(Textauszug):

<<<<

Durch die Zerschlagung der Kleinproduktion bewirkt das Kapital eine Steigerung der Arbeitsproduktivität und die Schaffung einer Monopolstellung der Vereinigungen der Großkapitalisten. Die Produktion selbst wird immer mehr zur gesellschaftlichen Produktion – Hunderttausende und Millionen von Arbeitern werden zu einem planmäßigen Wirtschaftsorganismus zusammengefaßt –, das Produkt der gemeinsamen Arbeit aber eignet sich eine Handvoll Kapitalisten an. Es wachsen die Anarchie der Produktion, die Krisen, die tolle Jagd nach Märkten, die Existenzunsicherheit für die Masse der Bevölkerung. Die kapitalistische Ordnung, die Abhängigkeit der Arbeiter vom Kapital steigert, schafft gleichzeitig die gewaltige Macht der vereinigten Arbeit.
Von den ersten Anfängen der Warenwirtschaft, vom einfachen Austausch an, verfolgte Marx die Entwicklung des Kapitalismus bis zu seinen höchsten Formen, bis zur Großproduktion.

>>>>

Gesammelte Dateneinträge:
<<<<

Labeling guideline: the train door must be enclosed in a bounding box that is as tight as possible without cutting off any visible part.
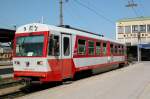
[61,33,72,79]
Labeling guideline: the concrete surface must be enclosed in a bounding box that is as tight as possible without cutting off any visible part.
[0,65,13,80]
[20,62,150,99]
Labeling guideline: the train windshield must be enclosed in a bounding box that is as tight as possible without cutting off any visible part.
[16,35,44,56]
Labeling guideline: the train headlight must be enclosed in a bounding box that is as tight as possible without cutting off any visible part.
[37,61,44,65]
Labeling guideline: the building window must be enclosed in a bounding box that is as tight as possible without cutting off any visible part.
[125,26,131,33]
[132,25,138,33]
[96,42,101,55]
[140,25,146,33]
[118,26,124,33]
[88,41,94,55]
[147,24,150,32]
[78,39,86,55]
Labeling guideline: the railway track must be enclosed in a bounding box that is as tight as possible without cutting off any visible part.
[0,79,25,99]
[0,81,60,99]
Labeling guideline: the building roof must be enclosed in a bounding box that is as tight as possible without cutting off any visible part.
[117,16,150,22]
[0,28,15,42]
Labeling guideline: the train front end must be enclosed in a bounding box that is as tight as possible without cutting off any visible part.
[13,24,51,82]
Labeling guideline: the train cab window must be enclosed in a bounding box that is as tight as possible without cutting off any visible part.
[118,45,122,54]
[48,35,60,56]
[103,43,107,55]
[115,45,118,54]
[96,42,101,55]
[88,41,94,55]
[78,39,86,55]
[110,44,114,54]
[63,37,70,56]
[122,46,125,55]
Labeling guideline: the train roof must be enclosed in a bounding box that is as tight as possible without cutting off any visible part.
[16,23,123,44]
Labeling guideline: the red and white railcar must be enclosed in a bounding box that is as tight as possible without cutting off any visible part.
[13,23,126,82]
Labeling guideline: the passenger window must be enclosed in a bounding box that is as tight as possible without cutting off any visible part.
[96,42,101,55]
[103,43,107,55]
[48,35,60,56]
[63,37,70,56]
[110,44,114,54]
[78,39,86,55]
[88,41,94,55]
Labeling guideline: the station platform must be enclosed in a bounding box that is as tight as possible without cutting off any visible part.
[20,62,150,99]
[0,65,13,80]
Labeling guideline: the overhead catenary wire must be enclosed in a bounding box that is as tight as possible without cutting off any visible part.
[74,0,114,24]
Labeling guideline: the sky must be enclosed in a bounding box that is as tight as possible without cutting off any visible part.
[0,0,150,39]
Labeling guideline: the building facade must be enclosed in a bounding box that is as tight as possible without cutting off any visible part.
[116,17,150,46]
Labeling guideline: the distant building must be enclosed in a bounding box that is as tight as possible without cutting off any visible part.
[116,17,150,46]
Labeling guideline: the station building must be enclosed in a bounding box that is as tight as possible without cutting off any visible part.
[116,17,150,60]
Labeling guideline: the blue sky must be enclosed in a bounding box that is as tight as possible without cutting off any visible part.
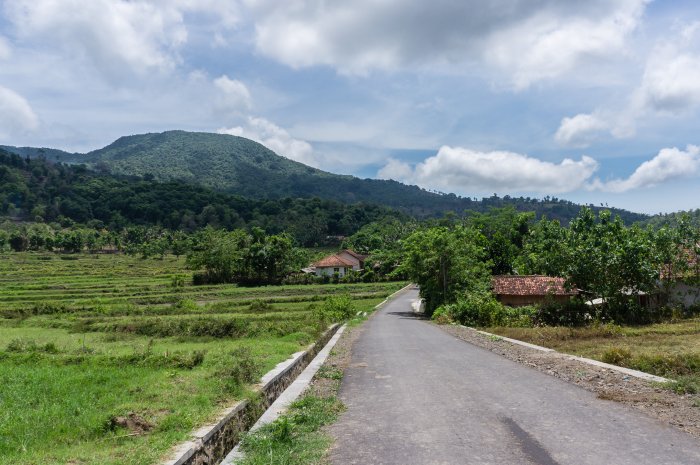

>>>>

(Schriftliche Aufgaben):
[1] Schreibe einen Teil des Textauszugs über den Kapitalismus wörtlich ab. Beginne bei den Worten „Durch die Zerschlagung“ und höre nach den Worten „der vereinigten Arbeit.“ auf.
[2] Prüfe anhand des Textauszugs über den Kapitalismus, ob die folgenden Aussagen zutreffen, und antworte jeweils mit Ja oder Nein samt den entscheidenden Worten des Textes im genauen Wortlaut: (a) Das Produkt der gemeinsamen Arbeit eignet sich eine Handvoll Kapitalisten an. (b) Die Anarchie der Produktion nimmt ab. (c) Marx verfolgte die Entwicklung des Kapitalismus erst von der Großproduktion an.

(Geordnete Lösungen):
[1]
Durch die Zerschlagung der Kleinproduktion bewirkt das Kapital eine Steigerung der Arbeitsproduktivität und die Schaffung einer Monopolstellung der Vereinigungen der Großkapitalisten. Die Produktion selbst wird immer mehr zur gesellschaftlichen Produktion – Hunderttausende und Millionen von Arbeitern werden zu einem planmäßigen Wirtschaftsorganismus zusammengefaßt –, das Produkt der gemeinsamen Arbeit aber eignet sich eine Handvoll Kapitalisten an. Es wachsen die Anarchie der Produktion, die Krisen, die tolle Jagd nach Märkten, die Existenzunsicherheit für die Masse der Bevölkerung. Die kapitalistische Ordnung, die Abhängigkeit der Arbeiter vom Kapital steigert, schafft gleichzeitig die gewaltige Macht der vereinigten Arbeit.

[2]
(a) Ja: „das Produkt der gemeinsamen Arbeit aber eignet sich eine Handvoll Kapitalisten an“
(b) Nein: „Es wachsen die Anarchie der Produktion“
(c) Nein: „Von den ersten Anfängen der Warenwirtschaft, vom einfachen Austausch an, verfolgte Marx die Entwicklung des Kapitalismus bis zu seinen höchsten Formen, bis zur Großproduktion.“